Strokes are the third leading cause of death in Canada, with approximately 50,000 Canadians suffering from a stroke every year.
Due to the high prevalence of strokes in the world population, doctors have spent considerable resources attempting to uncover lifestyle factors that could increase a person's risk.
And now, two recent studies suggest that both iron deficiency and vitamin C deficiency may increase a person's chances of experiencing a stroke.
The first study, conducted by Imperial College London, found that iron deficiency may increase ischemic stroke risk by making blood more sticky and more prone to clotting.
Ischemic strokes are the most common type of stroke -- and they occur when there is a sudden interruption of blood flow to the brain due to a blood clot. When blood platelets stick together this increases the chances of a blood clot.
"Since platelets in the blood stick together more if you are short of iron, we think this may explain why being short of iron can lead to strokes," explains researcher Dr. Claire Shovlin.
Shovlin and her team studied data on 497 patients with abnormal blood vessels in the lung. They discovered that even moderately low iron levels approximately doubled the risk of stroke compared with iron levels in the middle of the normal range.
However, the researchers are unclear about why the connection between iron deficiency and stroke exists.
"There are many additional steps from a clot blocking a blood vessel to the final stroke developing, so it is still unclear just how important sticky platelets are to the overall process," says Shovlin.

__Activity A__: In the stroke article, how many patients did Shovlin's team study?
__Activity B__: Reproduce the stroke article's passage from "Due to the high" to "experiencing a stroke.", without any change.
The records have no connection to the stroke article.

Records drawn from a data collection

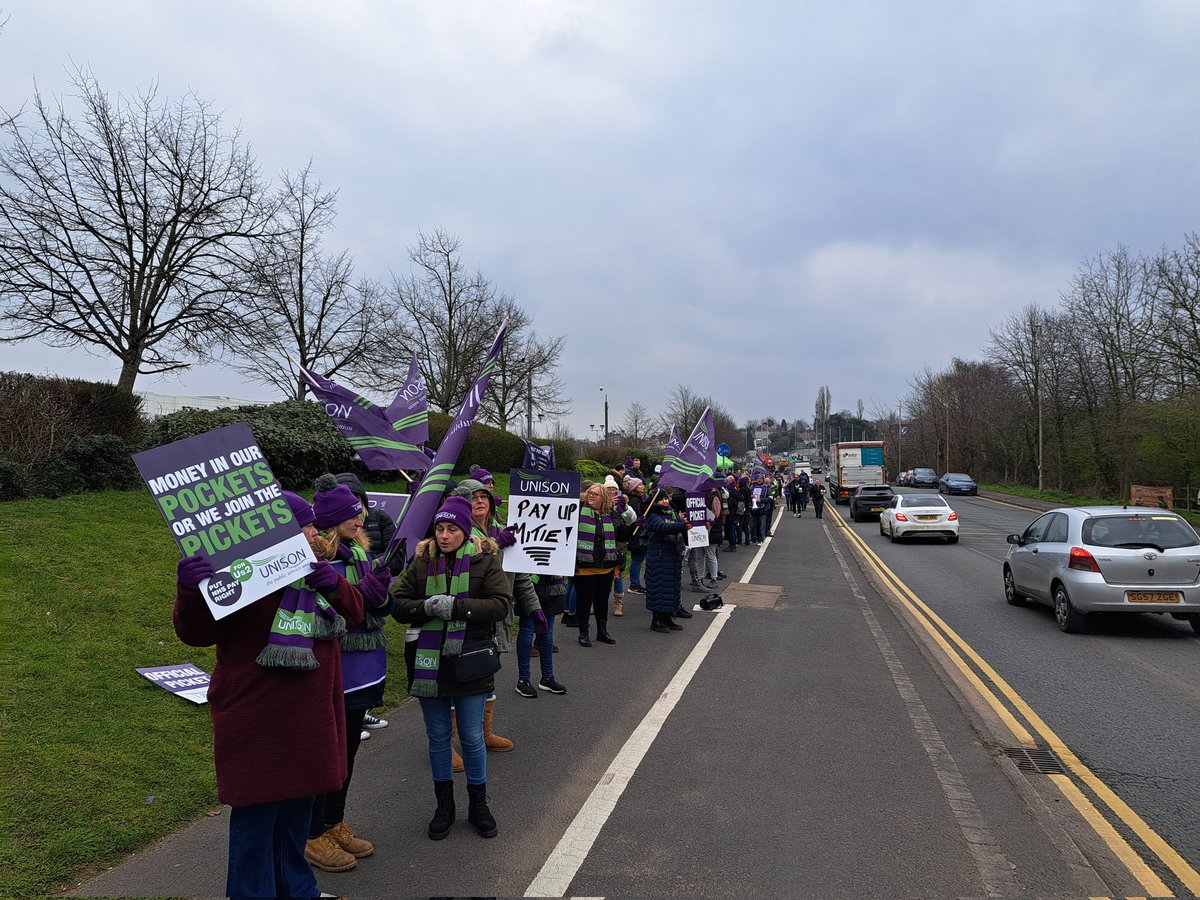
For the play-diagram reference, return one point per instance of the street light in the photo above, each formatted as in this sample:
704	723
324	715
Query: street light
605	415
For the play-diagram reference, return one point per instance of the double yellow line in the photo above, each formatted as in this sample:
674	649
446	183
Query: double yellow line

__Answer section A__: 497 patients with abnormal blood vessels in the lung.

__Answer section B__:
Due to the high prevalence of strokes in the world population, doctors have spent considerable resources attempting to uncover lifestyle factors that could increase a person's risk.
And now, two recent studies suggest that both iron deficiency and vitamin C deficiency may increase a person's chances of experiencing a stroke.